## Records shown:
###
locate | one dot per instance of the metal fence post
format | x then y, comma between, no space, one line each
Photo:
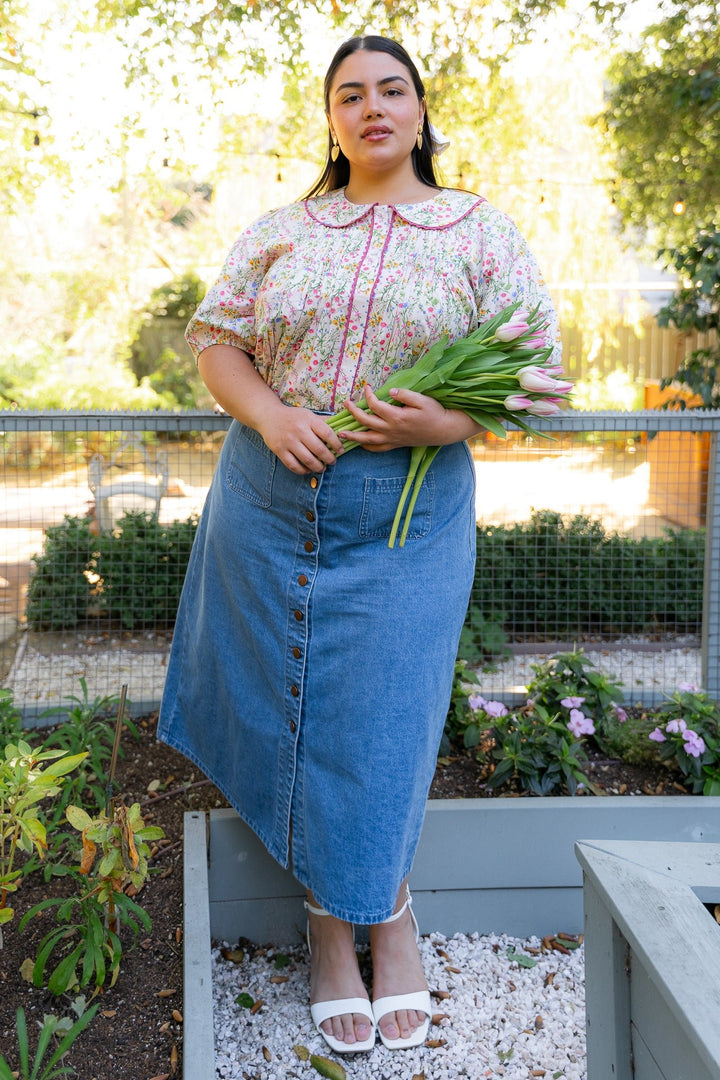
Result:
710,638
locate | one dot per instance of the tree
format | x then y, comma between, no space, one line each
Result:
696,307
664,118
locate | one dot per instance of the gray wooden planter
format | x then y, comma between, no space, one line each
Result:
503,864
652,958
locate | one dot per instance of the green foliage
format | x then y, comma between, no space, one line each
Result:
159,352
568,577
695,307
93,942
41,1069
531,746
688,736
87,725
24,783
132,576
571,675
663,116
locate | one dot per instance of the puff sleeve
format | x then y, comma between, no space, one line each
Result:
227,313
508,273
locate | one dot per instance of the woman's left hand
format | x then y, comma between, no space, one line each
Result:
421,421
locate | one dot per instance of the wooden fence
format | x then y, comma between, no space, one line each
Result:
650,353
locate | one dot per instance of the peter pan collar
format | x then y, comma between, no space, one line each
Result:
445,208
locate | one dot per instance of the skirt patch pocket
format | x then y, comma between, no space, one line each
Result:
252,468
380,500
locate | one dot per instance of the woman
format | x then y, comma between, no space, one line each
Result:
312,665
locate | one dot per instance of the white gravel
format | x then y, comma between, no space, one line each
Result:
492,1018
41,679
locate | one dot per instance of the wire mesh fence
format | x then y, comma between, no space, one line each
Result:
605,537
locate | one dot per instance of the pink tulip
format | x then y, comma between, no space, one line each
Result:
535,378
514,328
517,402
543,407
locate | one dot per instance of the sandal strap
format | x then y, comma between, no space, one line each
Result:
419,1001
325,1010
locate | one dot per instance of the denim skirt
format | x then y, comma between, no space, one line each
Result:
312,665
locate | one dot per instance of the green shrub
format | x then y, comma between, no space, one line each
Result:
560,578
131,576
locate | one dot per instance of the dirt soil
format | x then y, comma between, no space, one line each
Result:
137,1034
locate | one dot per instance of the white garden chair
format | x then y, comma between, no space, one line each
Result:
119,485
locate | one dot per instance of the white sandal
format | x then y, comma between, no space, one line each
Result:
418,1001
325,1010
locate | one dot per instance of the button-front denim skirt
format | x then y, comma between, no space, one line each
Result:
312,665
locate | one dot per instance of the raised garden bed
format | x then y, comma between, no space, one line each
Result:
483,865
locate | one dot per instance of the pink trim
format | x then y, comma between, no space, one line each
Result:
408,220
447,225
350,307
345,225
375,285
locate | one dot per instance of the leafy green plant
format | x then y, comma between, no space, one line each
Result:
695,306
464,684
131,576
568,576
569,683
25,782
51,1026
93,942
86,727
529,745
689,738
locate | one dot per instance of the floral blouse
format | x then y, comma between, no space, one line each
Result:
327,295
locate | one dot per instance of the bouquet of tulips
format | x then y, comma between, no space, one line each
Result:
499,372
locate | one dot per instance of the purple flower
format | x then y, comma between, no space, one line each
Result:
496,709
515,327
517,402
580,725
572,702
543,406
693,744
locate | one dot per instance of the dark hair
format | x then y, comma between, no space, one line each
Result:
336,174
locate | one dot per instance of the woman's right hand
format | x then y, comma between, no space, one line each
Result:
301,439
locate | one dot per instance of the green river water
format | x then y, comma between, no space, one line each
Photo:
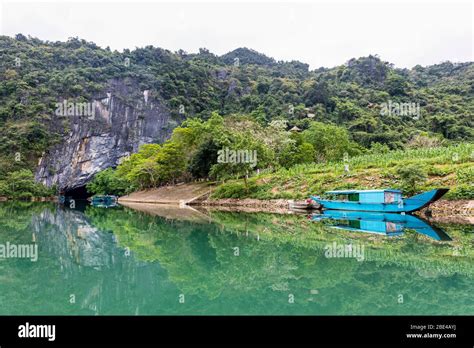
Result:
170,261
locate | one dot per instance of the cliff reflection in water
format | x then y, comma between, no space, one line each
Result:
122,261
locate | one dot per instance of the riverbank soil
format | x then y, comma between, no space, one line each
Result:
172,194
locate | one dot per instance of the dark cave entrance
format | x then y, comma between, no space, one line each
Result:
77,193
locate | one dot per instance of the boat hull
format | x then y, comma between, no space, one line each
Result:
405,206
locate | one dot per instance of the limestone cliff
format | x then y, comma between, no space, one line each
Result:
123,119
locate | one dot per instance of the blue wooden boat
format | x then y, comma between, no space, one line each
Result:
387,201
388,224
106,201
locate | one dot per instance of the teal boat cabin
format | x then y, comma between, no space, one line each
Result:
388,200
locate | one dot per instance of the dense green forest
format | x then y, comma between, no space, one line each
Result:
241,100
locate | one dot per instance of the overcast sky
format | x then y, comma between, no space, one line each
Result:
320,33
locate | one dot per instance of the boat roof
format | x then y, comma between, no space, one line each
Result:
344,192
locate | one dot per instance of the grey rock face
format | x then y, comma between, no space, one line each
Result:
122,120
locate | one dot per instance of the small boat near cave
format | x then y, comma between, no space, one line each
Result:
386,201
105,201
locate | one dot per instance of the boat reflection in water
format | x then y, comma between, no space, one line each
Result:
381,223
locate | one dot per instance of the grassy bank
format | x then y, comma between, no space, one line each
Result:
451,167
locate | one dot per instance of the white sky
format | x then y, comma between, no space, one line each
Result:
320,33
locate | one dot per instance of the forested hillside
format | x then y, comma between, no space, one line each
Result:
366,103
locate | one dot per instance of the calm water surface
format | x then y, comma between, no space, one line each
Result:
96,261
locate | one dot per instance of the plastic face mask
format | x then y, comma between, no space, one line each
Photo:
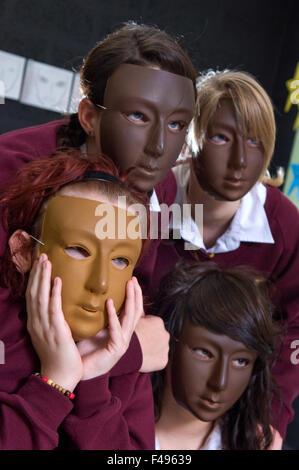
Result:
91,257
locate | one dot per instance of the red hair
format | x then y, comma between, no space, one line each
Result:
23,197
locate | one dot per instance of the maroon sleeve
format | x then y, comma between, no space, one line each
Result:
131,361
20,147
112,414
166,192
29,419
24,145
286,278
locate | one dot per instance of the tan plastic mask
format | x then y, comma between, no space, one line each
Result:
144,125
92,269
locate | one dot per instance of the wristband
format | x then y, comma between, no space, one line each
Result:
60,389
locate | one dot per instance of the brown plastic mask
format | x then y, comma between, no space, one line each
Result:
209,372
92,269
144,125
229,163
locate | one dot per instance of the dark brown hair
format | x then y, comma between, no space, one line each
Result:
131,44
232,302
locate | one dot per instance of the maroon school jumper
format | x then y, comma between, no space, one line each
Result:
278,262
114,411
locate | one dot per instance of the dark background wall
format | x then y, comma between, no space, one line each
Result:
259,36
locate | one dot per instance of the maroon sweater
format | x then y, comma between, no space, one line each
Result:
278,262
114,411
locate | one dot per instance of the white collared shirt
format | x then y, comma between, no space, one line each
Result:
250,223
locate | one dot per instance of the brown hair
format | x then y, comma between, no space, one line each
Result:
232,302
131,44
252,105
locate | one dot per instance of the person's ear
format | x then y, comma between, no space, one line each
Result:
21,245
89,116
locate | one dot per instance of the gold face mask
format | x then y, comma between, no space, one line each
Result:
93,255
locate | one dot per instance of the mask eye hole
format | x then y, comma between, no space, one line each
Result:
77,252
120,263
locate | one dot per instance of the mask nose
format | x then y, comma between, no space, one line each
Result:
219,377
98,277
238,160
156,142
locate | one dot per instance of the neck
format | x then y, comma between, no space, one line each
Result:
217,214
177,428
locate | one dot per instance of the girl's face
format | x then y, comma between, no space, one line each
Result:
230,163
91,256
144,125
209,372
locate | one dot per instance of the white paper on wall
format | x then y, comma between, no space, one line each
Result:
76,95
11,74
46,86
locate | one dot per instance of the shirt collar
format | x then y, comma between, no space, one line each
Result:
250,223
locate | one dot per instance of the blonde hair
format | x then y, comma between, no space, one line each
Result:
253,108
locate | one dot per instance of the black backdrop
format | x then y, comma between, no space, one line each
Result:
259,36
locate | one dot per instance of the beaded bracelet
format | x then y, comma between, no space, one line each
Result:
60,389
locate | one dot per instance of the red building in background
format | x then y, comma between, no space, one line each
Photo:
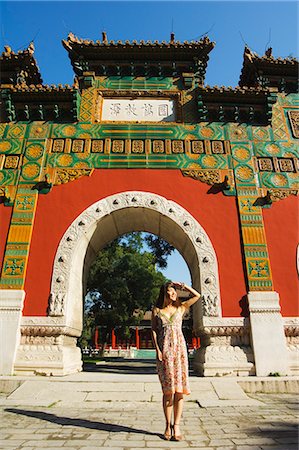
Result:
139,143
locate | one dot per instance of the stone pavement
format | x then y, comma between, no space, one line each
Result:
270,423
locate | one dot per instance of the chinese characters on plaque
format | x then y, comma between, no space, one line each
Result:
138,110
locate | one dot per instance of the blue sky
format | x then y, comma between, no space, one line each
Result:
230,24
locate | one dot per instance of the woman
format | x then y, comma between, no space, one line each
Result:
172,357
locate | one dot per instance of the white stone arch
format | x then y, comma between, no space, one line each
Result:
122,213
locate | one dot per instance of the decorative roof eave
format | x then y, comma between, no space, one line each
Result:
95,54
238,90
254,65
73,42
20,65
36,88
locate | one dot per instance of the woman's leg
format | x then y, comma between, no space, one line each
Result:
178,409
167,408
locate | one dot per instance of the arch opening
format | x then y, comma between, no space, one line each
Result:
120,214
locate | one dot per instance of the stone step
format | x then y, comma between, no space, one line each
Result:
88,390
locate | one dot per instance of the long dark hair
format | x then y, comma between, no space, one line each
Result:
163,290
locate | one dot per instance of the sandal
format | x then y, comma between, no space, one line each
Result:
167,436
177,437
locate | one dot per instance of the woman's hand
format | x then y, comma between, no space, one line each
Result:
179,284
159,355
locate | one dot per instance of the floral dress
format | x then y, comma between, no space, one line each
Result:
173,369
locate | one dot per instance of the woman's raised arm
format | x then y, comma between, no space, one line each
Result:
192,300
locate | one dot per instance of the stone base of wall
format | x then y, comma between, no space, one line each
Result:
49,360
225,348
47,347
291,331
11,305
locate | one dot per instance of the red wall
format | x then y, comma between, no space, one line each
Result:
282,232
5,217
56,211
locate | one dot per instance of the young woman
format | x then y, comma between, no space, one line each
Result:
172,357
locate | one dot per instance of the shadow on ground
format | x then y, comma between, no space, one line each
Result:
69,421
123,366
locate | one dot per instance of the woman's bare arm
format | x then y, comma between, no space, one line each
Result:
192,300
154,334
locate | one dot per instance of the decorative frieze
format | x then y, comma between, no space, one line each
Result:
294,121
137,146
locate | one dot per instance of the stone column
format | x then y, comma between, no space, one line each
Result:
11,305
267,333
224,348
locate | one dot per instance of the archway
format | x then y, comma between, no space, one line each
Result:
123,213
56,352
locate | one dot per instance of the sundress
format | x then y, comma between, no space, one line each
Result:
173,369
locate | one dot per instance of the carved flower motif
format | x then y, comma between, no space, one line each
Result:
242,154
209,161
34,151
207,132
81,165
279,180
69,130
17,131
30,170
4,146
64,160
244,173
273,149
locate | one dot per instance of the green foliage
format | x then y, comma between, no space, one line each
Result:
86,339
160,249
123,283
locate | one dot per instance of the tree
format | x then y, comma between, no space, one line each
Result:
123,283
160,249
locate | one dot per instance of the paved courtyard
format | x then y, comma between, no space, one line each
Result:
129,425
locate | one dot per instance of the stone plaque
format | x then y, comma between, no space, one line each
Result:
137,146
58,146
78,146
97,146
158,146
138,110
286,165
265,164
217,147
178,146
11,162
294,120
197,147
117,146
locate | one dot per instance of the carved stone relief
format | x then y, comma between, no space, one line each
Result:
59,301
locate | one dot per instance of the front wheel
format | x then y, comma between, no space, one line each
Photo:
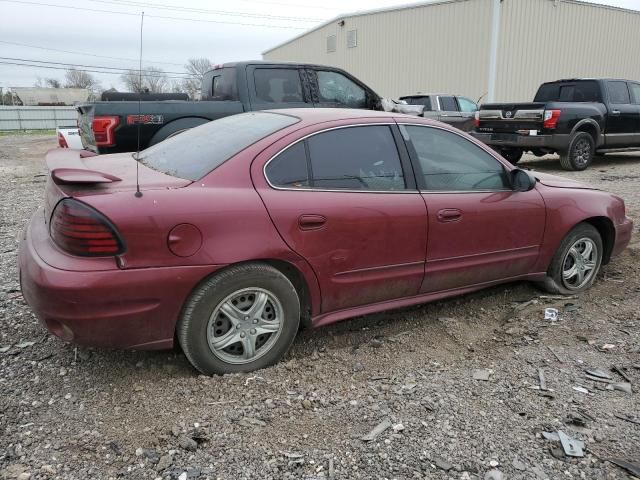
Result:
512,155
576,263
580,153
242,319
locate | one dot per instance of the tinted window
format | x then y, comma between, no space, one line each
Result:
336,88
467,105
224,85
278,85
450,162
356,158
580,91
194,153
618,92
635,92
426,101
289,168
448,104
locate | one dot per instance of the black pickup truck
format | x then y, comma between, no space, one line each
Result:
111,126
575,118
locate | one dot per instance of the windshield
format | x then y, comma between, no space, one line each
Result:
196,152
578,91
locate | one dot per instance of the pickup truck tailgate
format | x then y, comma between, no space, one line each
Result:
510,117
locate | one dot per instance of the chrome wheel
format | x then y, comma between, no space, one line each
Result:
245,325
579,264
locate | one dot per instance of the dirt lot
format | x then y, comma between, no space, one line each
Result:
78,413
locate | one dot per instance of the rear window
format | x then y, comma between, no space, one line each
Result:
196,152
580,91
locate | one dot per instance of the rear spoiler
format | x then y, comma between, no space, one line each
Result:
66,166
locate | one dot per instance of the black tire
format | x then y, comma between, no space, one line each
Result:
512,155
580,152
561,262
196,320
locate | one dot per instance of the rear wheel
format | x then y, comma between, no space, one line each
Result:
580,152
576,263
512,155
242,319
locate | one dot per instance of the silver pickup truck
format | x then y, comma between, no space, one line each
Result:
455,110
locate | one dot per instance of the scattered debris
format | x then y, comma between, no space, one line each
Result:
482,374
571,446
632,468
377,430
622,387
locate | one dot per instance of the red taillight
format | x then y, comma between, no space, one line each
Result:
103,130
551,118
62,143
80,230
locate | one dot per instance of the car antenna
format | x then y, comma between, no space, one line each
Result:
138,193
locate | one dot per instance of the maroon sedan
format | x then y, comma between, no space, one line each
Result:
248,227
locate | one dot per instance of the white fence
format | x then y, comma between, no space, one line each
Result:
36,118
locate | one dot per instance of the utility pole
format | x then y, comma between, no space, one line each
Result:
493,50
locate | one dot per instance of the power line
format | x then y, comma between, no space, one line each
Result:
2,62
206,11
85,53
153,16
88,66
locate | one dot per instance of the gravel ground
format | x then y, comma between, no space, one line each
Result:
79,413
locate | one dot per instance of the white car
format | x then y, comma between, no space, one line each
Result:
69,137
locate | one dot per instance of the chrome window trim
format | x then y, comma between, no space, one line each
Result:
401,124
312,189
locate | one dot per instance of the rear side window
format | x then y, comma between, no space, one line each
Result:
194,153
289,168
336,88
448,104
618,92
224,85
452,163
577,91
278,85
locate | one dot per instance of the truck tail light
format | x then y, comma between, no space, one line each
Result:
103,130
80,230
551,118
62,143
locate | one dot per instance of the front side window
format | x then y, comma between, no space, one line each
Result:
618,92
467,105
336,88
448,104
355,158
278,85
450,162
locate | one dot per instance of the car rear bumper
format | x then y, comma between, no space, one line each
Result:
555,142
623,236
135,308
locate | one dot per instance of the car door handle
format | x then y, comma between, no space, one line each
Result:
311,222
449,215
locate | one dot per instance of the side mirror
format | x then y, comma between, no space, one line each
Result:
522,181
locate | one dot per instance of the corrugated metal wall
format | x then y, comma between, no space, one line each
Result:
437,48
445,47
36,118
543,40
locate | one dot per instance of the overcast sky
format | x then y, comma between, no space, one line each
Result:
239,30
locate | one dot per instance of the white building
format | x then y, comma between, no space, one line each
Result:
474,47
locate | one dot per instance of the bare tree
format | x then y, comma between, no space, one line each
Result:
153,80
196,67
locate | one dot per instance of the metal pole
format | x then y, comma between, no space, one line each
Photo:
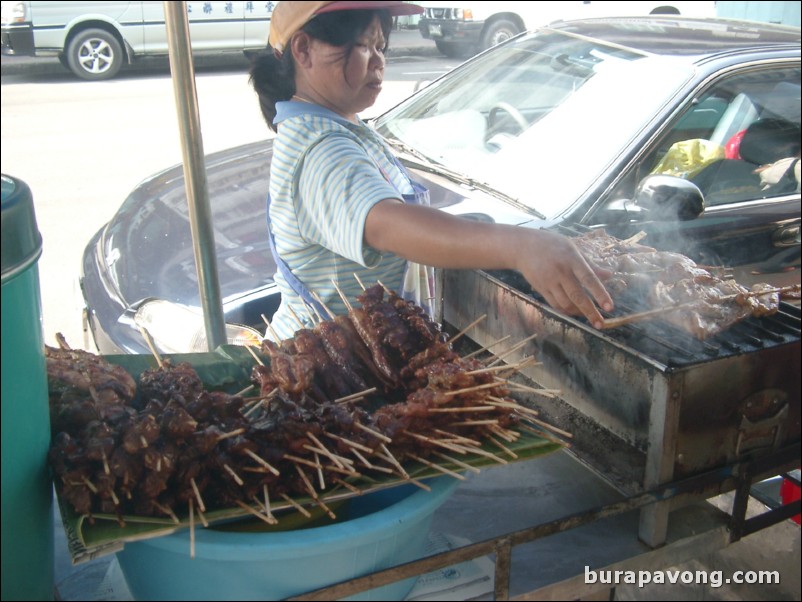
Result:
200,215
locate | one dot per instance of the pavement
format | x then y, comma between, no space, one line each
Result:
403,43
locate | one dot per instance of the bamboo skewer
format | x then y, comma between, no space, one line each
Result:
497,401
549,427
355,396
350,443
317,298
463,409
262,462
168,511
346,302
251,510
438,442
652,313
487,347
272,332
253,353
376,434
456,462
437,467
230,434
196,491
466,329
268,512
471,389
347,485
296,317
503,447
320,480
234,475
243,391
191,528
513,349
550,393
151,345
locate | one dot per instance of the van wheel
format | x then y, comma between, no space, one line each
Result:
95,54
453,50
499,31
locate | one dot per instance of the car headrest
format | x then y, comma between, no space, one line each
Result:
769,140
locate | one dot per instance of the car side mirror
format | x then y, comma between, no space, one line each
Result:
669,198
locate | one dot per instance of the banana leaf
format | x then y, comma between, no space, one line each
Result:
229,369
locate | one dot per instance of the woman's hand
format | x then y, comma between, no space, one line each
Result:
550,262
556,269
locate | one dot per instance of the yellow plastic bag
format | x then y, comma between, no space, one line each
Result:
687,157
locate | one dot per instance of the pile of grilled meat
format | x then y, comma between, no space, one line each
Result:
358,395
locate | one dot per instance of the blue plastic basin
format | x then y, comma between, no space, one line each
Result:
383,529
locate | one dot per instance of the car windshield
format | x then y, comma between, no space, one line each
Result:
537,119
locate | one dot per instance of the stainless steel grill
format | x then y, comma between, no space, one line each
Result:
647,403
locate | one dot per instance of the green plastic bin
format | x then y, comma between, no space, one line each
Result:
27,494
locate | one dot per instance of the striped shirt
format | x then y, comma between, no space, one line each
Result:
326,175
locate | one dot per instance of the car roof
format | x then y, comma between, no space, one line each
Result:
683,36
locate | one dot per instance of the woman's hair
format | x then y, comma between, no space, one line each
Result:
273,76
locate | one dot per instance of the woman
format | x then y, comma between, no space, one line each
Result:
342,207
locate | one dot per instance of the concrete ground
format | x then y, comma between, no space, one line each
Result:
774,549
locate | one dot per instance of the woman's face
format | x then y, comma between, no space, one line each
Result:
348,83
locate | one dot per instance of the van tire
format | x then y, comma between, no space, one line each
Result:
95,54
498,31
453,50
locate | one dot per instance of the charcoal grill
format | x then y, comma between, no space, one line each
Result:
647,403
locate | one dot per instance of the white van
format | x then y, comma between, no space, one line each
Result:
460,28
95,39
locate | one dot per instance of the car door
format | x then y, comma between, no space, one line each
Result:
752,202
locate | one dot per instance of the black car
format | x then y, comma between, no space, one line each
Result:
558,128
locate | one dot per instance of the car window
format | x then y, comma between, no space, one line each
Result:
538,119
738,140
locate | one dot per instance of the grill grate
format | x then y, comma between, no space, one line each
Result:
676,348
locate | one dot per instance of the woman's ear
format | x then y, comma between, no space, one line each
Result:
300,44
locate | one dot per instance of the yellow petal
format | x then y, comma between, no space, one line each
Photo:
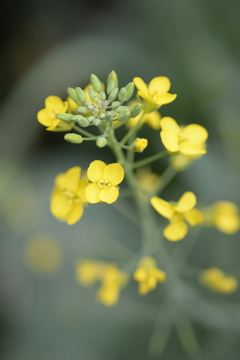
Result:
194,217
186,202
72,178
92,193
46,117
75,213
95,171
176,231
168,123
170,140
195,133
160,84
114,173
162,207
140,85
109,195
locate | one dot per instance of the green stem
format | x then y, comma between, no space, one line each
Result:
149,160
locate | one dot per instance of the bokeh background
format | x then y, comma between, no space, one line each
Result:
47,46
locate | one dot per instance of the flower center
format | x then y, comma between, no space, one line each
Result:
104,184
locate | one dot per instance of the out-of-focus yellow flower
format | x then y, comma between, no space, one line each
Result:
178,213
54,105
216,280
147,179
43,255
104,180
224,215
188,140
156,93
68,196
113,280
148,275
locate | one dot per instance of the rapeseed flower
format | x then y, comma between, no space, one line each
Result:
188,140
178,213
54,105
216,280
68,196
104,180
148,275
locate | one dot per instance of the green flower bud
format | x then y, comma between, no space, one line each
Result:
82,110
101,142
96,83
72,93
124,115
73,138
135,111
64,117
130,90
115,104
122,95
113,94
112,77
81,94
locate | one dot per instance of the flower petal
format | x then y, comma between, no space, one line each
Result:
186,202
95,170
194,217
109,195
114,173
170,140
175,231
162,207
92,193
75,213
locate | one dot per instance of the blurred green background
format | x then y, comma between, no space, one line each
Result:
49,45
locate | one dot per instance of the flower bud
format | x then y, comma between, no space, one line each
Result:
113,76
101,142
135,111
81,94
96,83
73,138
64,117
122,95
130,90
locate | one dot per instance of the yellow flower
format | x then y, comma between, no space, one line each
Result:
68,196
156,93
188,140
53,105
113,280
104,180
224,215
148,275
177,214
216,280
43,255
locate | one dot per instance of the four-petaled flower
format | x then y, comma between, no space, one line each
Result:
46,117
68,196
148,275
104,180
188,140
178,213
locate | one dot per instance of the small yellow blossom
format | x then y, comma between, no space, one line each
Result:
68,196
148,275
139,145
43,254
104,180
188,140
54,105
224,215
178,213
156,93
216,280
###
## Work to complete:
Search the preceding listing for "brown" and extract every line where it is found.

## Result of the exercise:
locate | one dot per instance of the brown plastic mask
locate | one dot per instance of the dark brown hair
locate | one dot per instance of the brown hair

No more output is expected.